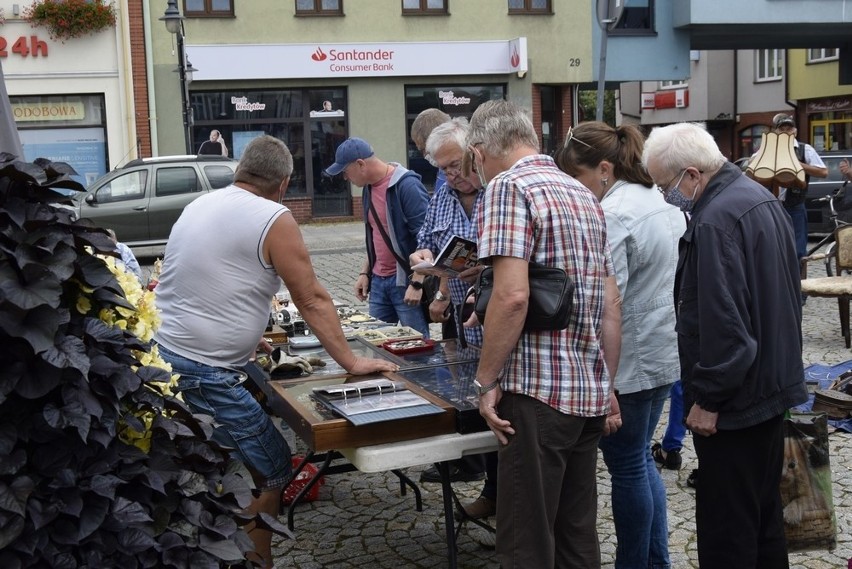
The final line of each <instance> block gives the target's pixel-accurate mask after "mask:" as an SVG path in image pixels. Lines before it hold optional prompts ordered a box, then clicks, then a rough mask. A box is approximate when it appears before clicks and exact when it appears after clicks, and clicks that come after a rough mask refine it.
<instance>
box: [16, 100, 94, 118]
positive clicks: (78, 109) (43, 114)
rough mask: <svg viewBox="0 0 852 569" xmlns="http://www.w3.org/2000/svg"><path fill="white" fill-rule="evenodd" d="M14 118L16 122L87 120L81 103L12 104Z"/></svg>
mask: <svg viewBox="0 0 852 569" xmlns="http://www.w3.org/2000/svg"><path fill="white" fill-rule="evenodd" d="M12 116H13V117H15V122H30V121H80V120H83V119H85V118H86V107H85V106H84V105H83V103H82V102H81V101H57V102H49V103H12Z"/></svg>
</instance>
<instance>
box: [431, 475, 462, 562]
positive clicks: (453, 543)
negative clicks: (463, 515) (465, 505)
mask: <svg viewBox="0 0 852 569" xmlns="http://www.w3.org/2000/svg"><path fill="white" fill-rule="evenodd" d="M435 468H437V469H438V472H439V473H440V475H441V491H442V493H443V495H444V525H445V526H446V533H447V563H448V566H449V568H450V569H456V567H457V564H458V560H457V559H456V532H455V527H456V526H455V521H454V519H453V487H452V486H451V485H450V464H449V463H448V462H436V463H435Z"/></svg>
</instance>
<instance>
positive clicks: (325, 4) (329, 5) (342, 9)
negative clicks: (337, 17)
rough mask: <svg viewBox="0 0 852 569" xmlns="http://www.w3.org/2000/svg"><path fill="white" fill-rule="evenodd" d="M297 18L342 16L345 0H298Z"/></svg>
mask: <svg viewBox="0 0 852 569" xmlns="http://www.w3.org/2000/svg"><path fill="white" fill-rule="evenodd" d="M296 15H297V16H342V15H343V0H296Z"/></svg>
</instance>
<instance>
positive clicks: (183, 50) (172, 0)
mask: <svg viewBox="0 0 852 569" xmlns="http://www.w3.org/2000/svg"><path fill="white" fill-rule="evenodd" d="M160 20H162V21H163V22H165V24H166V29H167V30H168V31H169V33H172V34H174V35H175V36H176V41H177V51H178V68H177V69H176V71H177V72H178V76H179V77H180V102H181V114H182V116H183V138H184V145H185V149H186V154H192V153H193V152H192V129H191V128H190V126H191V123H192V109H191V108H190V105H189V93H188V92H187V71H188V70H189V65H187V60H186V52H185V49H184V43H183V41H184V29H183V16H181V15H180V10H179V9H178V7H177V0H169V1H168V5H167V7H166V13H165V14H164V15H163V17H162V18H160ZM193 71H194V69H193Z"/></svg>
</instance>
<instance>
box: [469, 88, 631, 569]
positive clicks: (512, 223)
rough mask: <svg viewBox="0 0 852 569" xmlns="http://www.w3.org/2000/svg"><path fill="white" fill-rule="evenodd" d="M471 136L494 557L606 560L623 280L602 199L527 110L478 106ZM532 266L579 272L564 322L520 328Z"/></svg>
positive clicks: (525, 306) (614, 429) (526, 313)
mask: <svg viewBox="0 0 852 569" xmlns="http://www.w3.org/2000/svg"><path fill="white" fill-rule="evenodd" d="M467 144H468V149H469V151H470V152H471V153H472V154H473V159H472V161H473V163H474V167H475V168H476V172H477V174H478V175H479V176H481V179H482V181H483V185H485V182H488V187H487V189H486V191H485V199H484V202H483V207H482V214H481V216H480V228H479V256H480V260H481V261H483V262H484V263H487V264H490V265H491V266H492V267H493V274H494V286H493V290H492V293H491V299H490V301H489V304H488V322H492V321H493V322H495V323H496V325H491V324H489V323H488V322H486V323H485V325H484V326H483V330H484V340H483V343H482V352H481V356H480V359H479V366H478V368H477V372H476V380H475V382H474V385H475V386H476V388H477V390H478V392H479V412H480V414H481V415H482V417H483V418H484V419H485V421H486V423H487V424H488V426H489V427H490V428H491V430H492V431H493V432H494V434H495V435H496V436H497V439H498V441H499V443H500V446H499V451H498V453H499V460H498V480H499V482H498V487H497V518H496V519H497V537H496V542H497V557H498V560H499V562H500V566H501V567H502V568H503V569H513V568H517V567H599V566H600V546H599V541H598V533H597V526H596V522H597V508H598V503H597V491H596V484H597V478H596V470H597V456H598V441H599V440H600V437H601V435H602V434H603V433H604V432H605V430H610V431H612V430H615V429H617V428H618V427H619V426H620V423H621V419H620V417H619V415H618V413H617V411H618V402H617V401H616V399H615V395H614V392H613V390H612V382H611V381H610V374H615V372H616V369H617V366H618V358H619V350H620V346H619V344H620V341H621V313H620V310H619V300H618V285H617V284H616V281H615V273H614V269H613V265H612V259H611V258H610V254H609V246H608V245H607V242H606V223H605V220H604V215H603V211H602V210H601V207H600V204H599V203H598V201H597V200H596V199H595V196H594V195H592V193H591V192H590V191H589V190H588V189H586V188H585V187H583V186H582V185H581V184H580V183H579V182H577V181H576V180H574V179H573V178H571V177H570V176H568V175H567V174H565V173H564V172H562V171H561V170H559V168H557V167H556V164H555V163H554V161H553V159H552V158H551V157H550V156H547V155H546V154H541V153H540V151H539V148H540V147H539V142H538V137H537V136H536V134H535V129H534V127H533V124H532V120H531V119H530V117H529V114H528V113H527V112H526V111H525V110H524V109H522V108H520V107H519V106H517V105H516V104H514V103H512V102H509V101H505V100H496V101H488V102H486V103H483V104H482V105H480V106H479V108H477V109H476V111H475V112H474V113H473V117H472V118H471V121H470V130H469V132H468V137H467ZM531 262H536V263H540V264H543V265H547V266H551V267H561V268H563V269H565V271H566V272H567V273H568V276H569V277H570V278H571V279H572V281H573V283H574V286H575V289H574V295H575V297H574V302H573V312H572V321H571V323H570V324H569V326H568V328H566V329H565V330H555V331H524V329H523V328H524V320H525V319H526V314H527V306H528V303H529V277H528V265H529V263H531Z"/></svg>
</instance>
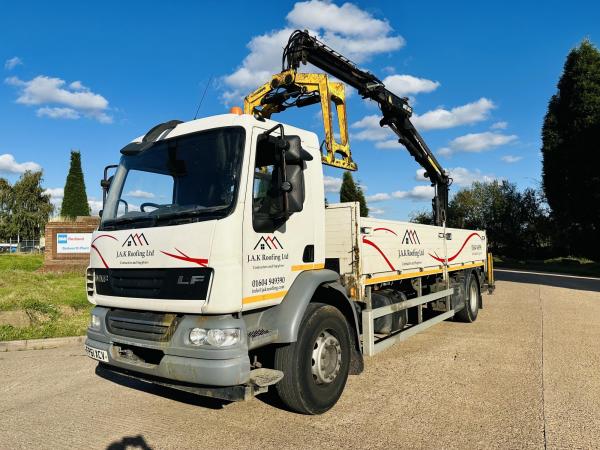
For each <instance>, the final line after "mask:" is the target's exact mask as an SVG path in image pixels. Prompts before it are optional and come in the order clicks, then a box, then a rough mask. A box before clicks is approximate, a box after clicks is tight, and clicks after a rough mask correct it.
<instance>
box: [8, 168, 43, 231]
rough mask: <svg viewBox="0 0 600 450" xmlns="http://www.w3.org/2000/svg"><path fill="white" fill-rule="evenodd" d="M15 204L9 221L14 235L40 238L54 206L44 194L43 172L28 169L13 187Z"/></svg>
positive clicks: (10, 226) (14, 203) (10, 230)
mask: <svg viewBox="0 0 600 450" xmlns="http://www.w3.org/2000/svg"><path fill="white" fill-rule="evenodd" d="M12 191H13V204H12V210H11V211H10V216H9V223H10V227H9V229H10V232H11V234H12V237H13V238H14V237H19V238H20V239H39V237H40V236H41V234H42V233H43V230H44V227H45V226H46V223H47V222H48V218H49V217H50V214H52V211H53V210H54V206H52V203H50V195H48V194H44V189H43V188H42V172H30V171H27V172H25V173H24V174H23V175H21V178H19V180H18V181H17V182H16V183H15V184H14V186H13V187H12Z"/></svg>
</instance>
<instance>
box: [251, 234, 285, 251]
mask: <svg viewBox="0 0 600 450" xmlns="http://www.w3.org/2000/svg"><path fill="white" fill-rule="evenodd" d="M257 248H259V249H261V250H267V249H268V250H281V249H283V245H281V242H279V240H278V239H277V238H276V237H275V236H267V237H265V236H262V237H261V238H260V239H259V240H258V242H257V243H256V245H255V246H254V250H256V249H257Z"/></svg>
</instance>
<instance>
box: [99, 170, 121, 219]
mask: <svg viewBox="0 0 600 450" xmlns="http://www.w3.org/2000/svg"><path fill="white" fill-rule="evenodd" d="M117 167H119V166H118V165H117V164H111V165H109V166H106V167H105V168H104V177H102V179H101V180H100V187H101V188H102V207H104V204H105V203H106V194H107V193H108V190H109V189H110V184H111V183H112V179H113V176H114V175H111V176H110V177H109V176H108V171H109V170H110V169H116V168H117ZM100 217H102V216H100Z"/></svg>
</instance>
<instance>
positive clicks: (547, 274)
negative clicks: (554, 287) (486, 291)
mask: <svg viewBox="0 0 600 450" xmlns="http://www.w3.org/2000/svg"><path fill="white" fill-rule="evenodd" d="M494 272H512V273H528V274H531V275H548V276H551V277H563V278H579V279H582V280H596V281H600V278H598V277H580V276H578V275H565V274H564V273H550V272H531V271H529V270H512V269H494Z"/></svg>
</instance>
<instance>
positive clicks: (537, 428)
mask: <svg viewBox="0 0 600 450" xmlns="http://www.w3.org/2000/svg"><path fill="white" fill-rule="evenodd" d="M499 275H500V274H499ZM498 278H505V277H504V276H498ZM543 282H544V280H537V281H535V280H533V282H532V280H531V279H526V280H521V282H513V281H499V282H498V283H497V289H496V293H495V294H494V295H493V296H485V297H484V301H485V308H484V309H483V310H481V311H480V314H479V318H478V320H477V322H476V323H474V324H462V323H454V322H444V323H442V324H439V325H437V326H435V327H433V328H431V329H429V330H427V331H425V332H424V333H421V334H418V335H416V336H414V337H412V338H411V339H409V340H407V341H406V342H403V343H400V344H397V345H396V346H394V347H392V348H390V349H388V350H386V351H384V352H383V353H380V354H378V355H376V356H375V357H373V358H369V359H367V361H366V368H365V372H364V373H363V374H362V375H360V376H357V377H350V379H349V381H348V385H347V386H346V390H345V392H344V394H343V396H342V398H341V399H340V402H339V403H338V404H337V405H336V406H335V408H334V409H333V410H332V411H330V412H329V413H327V414H324V415H322V416H316V417H315V416H313V417H308V416H301V415H297V414H294V413H291V412H288V411H286V410H284V409H282V408H281V407H280V406H279V405H277V404H276V403H274V401H273V400H271V399H270V398H266V399H265V398H257V399H254V400H252V401H250V402H247V403H231V404H223V403H221V402H219V401H214V400H205V399H201V398H197V397H194V396H191V395H187V394H183V393H178V392H174V391H170V390H168V389H165V388H159V387H153V386H147V385H144V384H142V383H139V382H135V381H126V382H124V381H118V382H113V381H110V380H106V379H103V378H100V377H98V376H96V375H95V374H94V368H95V363H94V362H93V361H91V360H89V359H88V358H87V357H86V356H84V353H83V350H82V348H81V347H80V346H73V347H64V348H60V349H53V350H37V351H24V352H10V353H0V380H2V382H1V384H0V448H2V449H19V448H48V449H61V448H78V449H79V448H81V449H83V448H94V449H119V448H153V449H163V448H173V449H175V448H177V449H179V448H293V447H295V448H299V447H302V448H342V447H343V448H375V449H377V448H381V449H389V448H431V447H436V448H444V447H445V448H475V447H477V448H481V447H486V448H494V447H495V448H535V449H541V448H574V447H577V448H592V447H596V446H597V445H598V442H599V441H600V345H599V342H600V293H599V292H595V291H593V290H589V289H586V287H585V286H584V288H583V289H581V290H578V289H565V288H560V287H555V286H551V285H547V284H537V283H543ZM575 287H576V286H575Z"/></svg>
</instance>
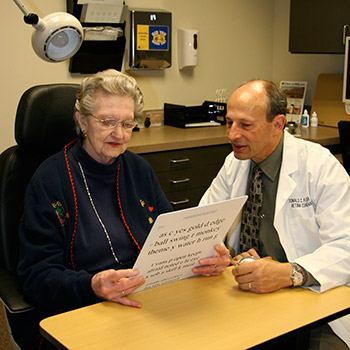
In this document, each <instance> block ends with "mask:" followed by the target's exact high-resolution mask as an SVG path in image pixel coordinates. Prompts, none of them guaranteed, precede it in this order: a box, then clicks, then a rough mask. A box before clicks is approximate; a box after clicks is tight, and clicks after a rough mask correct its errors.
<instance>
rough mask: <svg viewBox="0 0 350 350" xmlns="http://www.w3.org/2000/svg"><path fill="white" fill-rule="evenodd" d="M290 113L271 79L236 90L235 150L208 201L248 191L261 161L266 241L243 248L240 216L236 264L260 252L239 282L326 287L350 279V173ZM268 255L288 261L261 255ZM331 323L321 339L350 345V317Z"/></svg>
mask: <svg viewBox="0 0 350 350" xmlns="http://www.w3.org/2000/svg"><path fill="white" fill-rule="evenodd" d="M285 114H286V98H285V96H284V94H283V93H282V92H281V91H280V90H279V89H278V88H277V87H276V86H275V84H273V83H271V82H268V81H262V80H255V81H251V82H248V83H247V84H244V85H242V86H241V87H239V88H238V89H237V90H236V91H235V92H234V93H233V94H232V96H231V98H230V99H229V101H228V104H227V129H228V138H229V141H230V142H231V144H232V148H233V153H231V154H230V155H229V156H228V157H227V158H226V161H225V163H224V165H223V167H222V168H221V170H220V172H219V173H218V175H217V177H216V178H215V179H214V180H213V182H212V184H211V186H210V187H209V188H208V190H207V191H206V193H205V194H204V196H203V198H202V200H201V202H200V205H204V204H209V203H213V202H217V201H220V200H225V199H229V198H233V197H237V196H241V195H244V194H246V193H247V191H248V187H249V185H250V182H251V181H252V180H251V177H252V175H251V174H252V168H253V167H254V166H255V165H259V167H260V169H261V170H262V172H263V174H262V182H263V205H262V208H261V211H260V213H259V216H260V219H259V221H260V229H259V234H258V239H259V243H258V247H256V248H255V249H252V248H251V247H245V248H246V249H245V250H244V251H240V237H241V223H240V222H238V223H237V225H236V227H234V229H233V231H232V235H231V236H230V237H229V238H228V246H229V248H230V250H231V252H232V253H233V254H234V255H236V256H235V258H233V261H232V262H233V264H234V265H236V264H237V261H238V260H239V259H240V258H242V257H245V256H254V257H256V258H258V260H255V261H253V262H250V263H249V264H247V263H245V264H240V265H236V268H234V269H233V270H232V273H233V275H234V277H235V279H236V281H237V283H238V284H239V287H240V288H241V289H243V290H250V291H251V292H255V293H266V292H273V291H276V290H279V289H281V288H285V287H293V286H294V287H298V286H304V287H308V288H310V289H312V290H315V291H318V292H324V291H326V290H328V289H331V288H334V287H337V286H340V285H347V286H350V178H349V176H348V174H347V173H346V171H345V170H344V168H343V167H342V165H341V164H340V163H339V162H338V160H337V159H336V158H335V157H334V156H333V155H332V154H331V153H330V152H329V151H328V150H327V149H325V148H323V147H321V146H320V145H318V144H316V143H312V142H308V141H305V140H302V139H298V138H295V137H294V136H292V135H290V134H289V133H288V132H287V131H284V125H285V121H286V117H285ZM241 243H242V241H241ZM242 249H243V248H242ZM267 256H269V257H272V259H273V260H274V261H279V262H280V263H279V264H278V263H275V262H274V263H273V262H272V260H271V259H260V258H263V257H267ZM330 327H331V328H330ZM330 327H328V326H327V325H325V326H324V327H323V328H322V329H321V331H320V332H321V333H320V336H319V337H318V338H319V339H318V340H317V341H318V342H322V341H323V340H324V339H325V338H328V337H331V338H332V337H333V339H335V343H334V344H333V345H332V350H333V349H338V348H339V349H346V348H347V347H350V316H345V317H343V318H341V319H338V320H336V321H333V322H331V323H330ZM333 332H334V333H335V334H336V335H337V336H338V337H339V338H340V339H342V341H341V340H340V339H339V338H338V337H337V336H335V334H334V333H333ZM320 339H323V340H320ZM345 344H346V345H345ZM314 348H318V345H317V344H316V345H315V344H314Z"/></svg>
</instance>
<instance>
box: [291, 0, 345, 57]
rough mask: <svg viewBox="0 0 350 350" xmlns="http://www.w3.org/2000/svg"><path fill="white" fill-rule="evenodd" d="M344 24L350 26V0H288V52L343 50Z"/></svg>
mask: <svg viewBox="0 0 350 350" xmlns="http://www.w3.org/2000/svg"><path fill="white" fill-rule="evenodd" d="M344 25H350V1H349V0H332V1H329V0H291V1H290V30H289V51H290V52H292V53H338V54H339V53H344V44H343V27H344ZM348 35H350V33H348Z"/></svg>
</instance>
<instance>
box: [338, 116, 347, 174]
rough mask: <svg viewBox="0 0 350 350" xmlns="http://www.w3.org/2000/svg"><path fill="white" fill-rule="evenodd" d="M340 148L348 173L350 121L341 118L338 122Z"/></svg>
mask: <svg viewBox="0 0 350 350" xmlns="http://www.w3.org/2000/svg"><path fill="white" fill-rule="evenodd" d="M338 130H339V139H340V149H341V153H342V158H343V165H344V168H345V170H346V171H347V172H348V174H349V175H350V121H349V120H341V121H339V122H338Z"/></svg>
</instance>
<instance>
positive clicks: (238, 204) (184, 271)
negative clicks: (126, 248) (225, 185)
mask: <svg viewBox="0 0 350 350" xmlns="http://www.w3.org/2000/svg"><path fill="white" fill-rule="evenodd" d="M246 200H247V196H242V197H237V198H234V199H229V200H227V201H222V202H217V203H214V204H209V205H205V206H202V207H195V208H190V209H184V210H178V211H174V212H170V213H166V214H161V215H159V216H158V218H157V219H156V221H155V223H154V225H153V227H152V230H151V232H150V233H149V235H148V237H147V239H146V242H145V244H144V246H143V248H142V250H141V252H140V254H139V256H138V258H137V260H136V262H135V265H134V268H135V269H138V270H139V271H140V275H141V276H144V277H145V278H146V283H145V284H143V285H142V286H141V287H140V288H138V289H137V290H136V291H135V292H140V291H142V290H145V289H149V288H154V287H158V286H161V285H163V284H167V283H171V282H176V281H179V280H181V279H184V278H188V277H192V276H195V275H194V273H193V272H192V268H193V267H195V266H198V265H199V263H198V260H199V259H201V258H204V257H211V256H214V255H215V250H214V246H215V245H216V244H218V243H222V241H223V239H224V238H225V236H226V234H227V232H228V231H229V229H230V227H231V226H232V224H233V222H234V220H235V219H236V217H237V216H238V214H239V213H240V212H241V209H242V207H243V205H244V203H245V201H246Z"/></svg>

---

■ Work required ■
Please count the lines in the items above that contain the string "approximate", and give only that number.

■ Task output ■
3